◆ Task prompt:
Write out each of the items again, substituting "leaf" for "green leaf" and leaving everything else untouched.

[Collected data entries]
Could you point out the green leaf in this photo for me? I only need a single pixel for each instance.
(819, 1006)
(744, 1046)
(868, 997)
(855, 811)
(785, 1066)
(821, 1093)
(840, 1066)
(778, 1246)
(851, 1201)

◆ Completed task:
Could you point out the leaf in this photo for me? I only need a single pixel for each instance.
(819, 1006)
(744, 1046)
(868, 997)
(855, 811)
(785, 1066)
(821, 1093)
(840, 1066)
(778, 1246)
(851, 1201)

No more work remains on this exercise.